* _Information provided_
▶
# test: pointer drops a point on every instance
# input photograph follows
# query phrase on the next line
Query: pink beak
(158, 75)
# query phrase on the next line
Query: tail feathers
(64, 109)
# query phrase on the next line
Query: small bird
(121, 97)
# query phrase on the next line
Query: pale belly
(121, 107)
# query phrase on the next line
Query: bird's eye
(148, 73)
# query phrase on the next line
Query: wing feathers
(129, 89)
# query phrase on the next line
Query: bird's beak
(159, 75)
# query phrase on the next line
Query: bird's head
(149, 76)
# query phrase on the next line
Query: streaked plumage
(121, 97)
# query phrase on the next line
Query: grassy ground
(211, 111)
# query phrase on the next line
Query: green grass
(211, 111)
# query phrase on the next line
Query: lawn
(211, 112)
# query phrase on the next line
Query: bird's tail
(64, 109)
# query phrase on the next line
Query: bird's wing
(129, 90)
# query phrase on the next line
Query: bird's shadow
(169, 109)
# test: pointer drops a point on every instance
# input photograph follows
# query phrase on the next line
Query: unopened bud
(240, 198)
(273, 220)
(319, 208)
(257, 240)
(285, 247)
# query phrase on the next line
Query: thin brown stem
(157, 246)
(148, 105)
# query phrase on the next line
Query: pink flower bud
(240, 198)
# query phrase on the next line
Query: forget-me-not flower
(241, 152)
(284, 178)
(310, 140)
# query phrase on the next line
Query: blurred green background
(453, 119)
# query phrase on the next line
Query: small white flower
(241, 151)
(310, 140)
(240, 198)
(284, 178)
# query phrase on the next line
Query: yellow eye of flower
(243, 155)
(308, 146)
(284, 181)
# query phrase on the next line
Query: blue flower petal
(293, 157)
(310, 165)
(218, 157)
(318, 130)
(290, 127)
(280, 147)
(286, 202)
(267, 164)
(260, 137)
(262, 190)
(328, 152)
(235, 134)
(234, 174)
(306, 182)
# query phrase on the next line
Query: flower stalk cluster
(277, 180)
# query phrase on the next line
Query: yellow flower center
◀
* _Work required_
Pull out each line of the listing above that contains the word "yellow", and copy those lines in their original order.

* _Reply to the task_
Query: yellow eye of flower
Query: yellow flower center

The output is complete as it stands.